Start of Selected extract

Last week, politicians decided to make the National Prayer Breakfast a smaller, more intimate gathering of Congress, splitting with the Christian group known as “The Family” that has run it for decades.
The most criminal part of the transition is that they will only serve bagels and coffee. The original menu was “sturdy” and included grits, sausage, and a whole spread of treats.
How did the National Prayer Breakfast begin?
A Norwegian immigrant and Methodist minister named Abraham Vereide started small breakfast prayer groups for members of Congress in 1942. President Dwight D. Eisenhower attended the meeting in 1953, and the breakfast evolved into the National Prayer Breakfast, which expanded the group into a larger organization called The Family.
The Family, also known as The Fellowship, The International Foundation, International Christian Leadership, and other names, became one of the most well-connected, secretive political groups that the public never knew about for decades.
It’s clear that there’s more to the National Prayer Breakfast than meets the eye.
So, why did Congress decide to hold the National Prayer Breakfast in a smaller, more intimate setting?
Was it political subterfuge?
Does it reflect America’s downward slide from Christian values?
Or were politicians simply tired of the growing divisiveness?
Who ran the national prayer breakfast? What is The Family?
All members of The Family, usually politicians or wealthy elites, take a vow of secrecy. They purport to uphold the teachings of Jesus and network with others to uphold what seems like peace, prayer, and prosperity by putting Jesus’ teachings into politics.
The complex, murky organization came into the public eye and fell into disfavor when an insider and journalist Jeff Sharlet wrote an exposé in 2009, The Family: The Secret Fundamentalism at the Heart of American Power.
Presented as an organization in the dark with a tangled web of connections, The Family seems like it could be the subject of a conspiratorial TV show. Netflix obliged, creating a show based on the book called The Family.
While the organization seemed to do ostensibly positive things like promote diplomacy and peace at the Camp David accords, the lack of transparency raises red flags. Is this a group of authentic believers trying to craftily pursue peace on an international stage while promoting the true gospel to elites and politicians? Possibly.
But according to Sharlet, The Family was founded on anti-labor principles and conservatism rather than a pure desire to spread the message of Jesus. The Family’s leadership training program also made some questionable remarks comparing Jesus’ calling of his disciples to complete devotion to tactics totalitarian fascists used, like Hitler, Stalin, and Mao Zedong. (I find this disturbing and riotously funny. How well did the “complete devotion” and “inner circle” leadership model work for those three men? One could hardly find worse, much less evil, leaders to imitate or compare to Jesus).

End of Selected extract
Start of Entries

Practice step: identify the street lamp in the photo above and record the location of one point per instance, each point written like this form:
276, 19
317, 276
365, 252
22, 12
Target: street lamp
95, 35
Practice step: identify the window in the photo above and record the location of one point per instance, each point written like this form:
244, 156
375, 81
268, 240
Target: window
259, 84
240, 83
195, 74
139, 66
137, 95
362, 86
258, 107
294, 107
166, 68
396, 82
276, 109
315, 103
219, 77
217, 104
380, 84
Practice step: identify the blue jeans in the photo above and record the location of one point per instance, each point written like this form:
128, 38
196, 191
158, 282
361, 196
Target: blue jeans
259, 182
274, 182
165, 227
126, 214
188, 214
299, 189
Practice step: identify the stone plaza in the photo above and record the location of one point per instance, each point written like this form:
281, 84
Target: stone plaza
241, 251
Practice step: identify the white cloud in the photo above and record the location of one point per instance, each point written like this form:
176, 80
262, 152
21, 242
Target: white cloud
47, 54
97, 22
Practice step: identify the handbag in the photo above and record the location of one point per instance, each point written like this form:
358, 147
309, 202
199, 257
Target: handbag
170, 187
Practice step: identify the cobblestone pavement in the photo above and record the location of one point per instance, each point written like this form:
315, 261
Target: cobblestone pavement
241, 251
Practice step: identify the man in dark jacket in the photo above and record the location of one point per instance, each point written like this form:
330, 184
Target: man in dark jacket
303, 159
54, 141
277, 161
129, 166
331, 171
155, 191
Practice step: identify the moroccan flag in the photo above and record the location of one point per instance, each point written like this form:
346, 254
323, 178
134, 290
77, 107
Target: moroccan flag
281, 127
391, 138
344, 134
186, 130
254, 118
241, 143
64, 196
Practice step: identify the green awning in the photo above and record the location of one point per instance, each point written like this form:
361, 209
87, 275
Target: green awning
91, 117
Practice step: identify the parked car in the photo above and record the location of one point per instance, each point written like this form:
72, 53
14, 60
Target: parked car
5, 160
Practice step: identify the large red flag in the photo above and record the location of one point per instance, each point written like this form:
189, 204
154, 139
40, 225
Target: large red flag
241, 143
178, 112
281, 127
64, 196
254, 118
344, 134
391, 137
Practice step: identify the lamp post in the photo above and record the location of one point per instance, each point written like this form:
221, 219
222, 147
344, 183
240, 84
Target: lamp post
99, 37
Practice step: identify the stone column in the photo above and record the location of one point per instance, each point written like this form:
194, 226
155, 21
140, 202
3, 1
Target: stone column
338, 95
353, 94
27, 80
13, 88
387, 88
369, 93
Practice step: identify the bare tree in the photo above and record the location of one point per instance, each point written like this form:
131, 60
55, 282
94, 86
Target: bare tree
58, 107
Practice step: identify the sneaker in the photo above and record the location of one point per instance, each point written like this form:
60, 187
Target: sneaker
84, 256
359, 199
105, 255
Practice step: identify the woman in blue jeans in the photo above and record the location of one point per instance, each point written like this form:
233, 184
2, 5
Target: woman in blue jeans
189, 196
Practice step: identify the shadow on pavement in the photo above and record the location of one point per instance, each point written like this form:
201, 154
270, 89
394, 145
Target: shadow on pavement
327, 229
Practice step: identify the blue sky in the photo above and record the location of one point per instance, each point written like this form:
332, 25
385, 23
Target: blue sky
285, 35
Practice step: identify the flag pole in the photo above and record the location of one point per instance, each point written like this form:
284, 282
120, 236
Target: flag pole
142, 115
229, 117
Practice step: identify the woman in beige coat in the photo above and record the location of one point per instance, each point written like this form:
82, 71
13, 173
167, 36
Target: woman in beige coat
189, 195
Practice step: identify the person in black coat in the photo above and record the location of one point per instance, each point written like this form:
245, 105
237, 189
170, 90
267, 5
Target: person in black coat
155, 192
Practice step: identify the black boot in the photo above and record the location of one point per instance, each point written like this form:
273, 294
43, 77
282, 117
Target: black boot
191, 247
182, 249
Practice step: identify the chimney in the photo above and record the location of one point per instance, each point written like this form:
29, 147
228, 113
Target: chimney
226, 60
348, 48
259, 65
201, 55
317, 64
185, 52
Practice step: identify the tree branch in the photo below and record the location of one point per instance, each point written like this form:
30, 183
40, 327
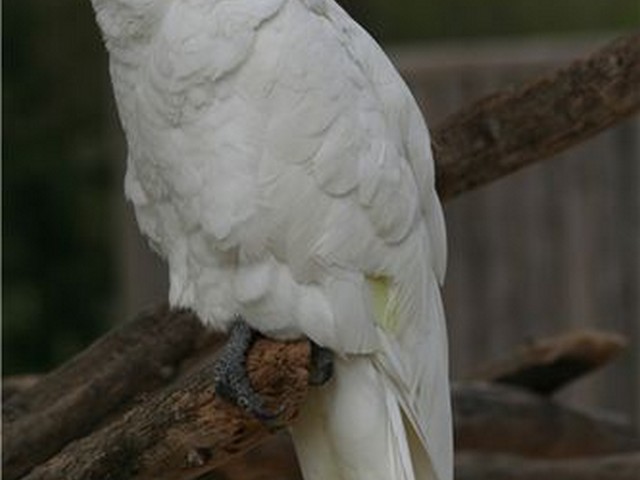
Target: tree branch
512, 129
479, 144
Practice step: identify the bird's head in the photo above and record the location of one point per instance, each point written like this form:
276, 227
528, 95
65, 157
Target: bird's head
128, 21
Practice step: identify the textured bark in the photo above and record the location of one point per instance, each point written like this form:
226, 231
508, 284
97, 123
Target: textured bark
619, 467
481, 143
545, 366
187, 430
69, 402
512, 129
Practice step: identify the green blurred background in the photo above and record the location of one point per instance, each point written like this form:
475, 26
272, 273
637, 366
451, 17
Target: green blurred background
62, 168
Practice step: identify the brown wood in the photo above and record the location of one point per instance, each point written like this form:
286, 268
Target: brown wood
546, 365
480, 467
496, 418
512, 129
68, 403
187, 430
477, 145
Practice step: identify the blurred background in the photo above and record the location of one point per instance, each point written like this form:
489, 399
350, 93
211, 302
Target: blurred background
553, 248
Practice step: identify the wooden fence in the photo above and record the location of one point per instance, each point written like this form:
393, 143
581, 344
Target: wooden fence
553, 248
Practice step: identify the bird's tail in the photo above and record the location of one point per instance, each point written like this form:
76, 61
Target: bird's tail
354, 429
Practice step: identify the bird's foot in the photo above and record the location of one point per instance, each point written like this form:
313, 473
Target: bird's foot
230, 374
321, 368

End of Entries

> **Goal**: Write out the National Prayer Breakfast article word for word, starting at "Presented as an" and ending at "book called The Family.".

> **Response**:
Presented as an organization in the dark with a tangled web of connections, The Family seems like it could be the subject of a conspiratorial TV show. Netflix obliged, creating a show based on the book called The Family.